----- Supplied passage

Drusilla Burns, Ph.D., Chief of the Laboratory of Respiratory and Special Pathogens at the Center for Biologics Evaluation and Research in the Food and Drug Administration, is this year’s speaker for the Karin Ippen-Ihler Lecture in Microbial Genetics, presented by the Department of Medical Microbiology and Immunology in the College of Medicine at The Texas A&M University System Health Science Center. Dr. Burns’ lecture, on Monday, May 5 at 4 p.m. in the Samuel H. Black Lecture Hall (Lecture Hall II) of the Joe H. Reynolds Medical Building at Texas A&M, will be on “Pertussis Toxin: Biogenesis and Secretion from Bordetella pertussis.” The lecture is open to the public.
Dr. Burns’ research focus is on Bordetella pertussis, the causative agent of whooping cough. In particular, she studies the mechanism by which this large protein toxin is secreted from B. pertussis as well as the architecture of the transport apparatus that is used in this process.

----------
----- Provided information

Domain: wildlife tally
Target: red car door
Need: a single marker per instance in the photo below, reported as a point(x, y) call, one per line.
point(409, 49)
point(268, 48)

----------

■ Exercise brief: Reproduce the full lecture announcement about Drusilla Burns word for word. The listing has nothing to do with the lecture announcement.

■ Exercise answer:
Drusilla Burns, Ph.D., Chief of the Laboratory of Respiratory and Special Pathogens at the Center for Biologics Evaluation and Research in the Food and Drug Administration, is this year’s speaker for the Karin Ippen-Ihler Lecture in Microbial Genetics, presented by the Department of Medical Microbiology and Immunology in the College of Medicine at The Texas A&M University System Health Science Center. Dr. Burns’ lecture, on Monday, May 5 at 4 p.m. in the Samuel H. Black Lecture Hall (Lecture Hall II) of the Joe H. Reynolds Medical Building at Texas A&M, will be on “Pertussis Toxin: Biogenesis and Secretion from Bordetella pertussis.” The lecture is open to the public.
Dr. Burns’ research focus is on Bordetella pertussis, the causative agent of whooping cough. In particular, she studies the mechanism by which this large protein toxin is secreted from B. pertussis as well as the architecture of the transport apparatus that is used in this process.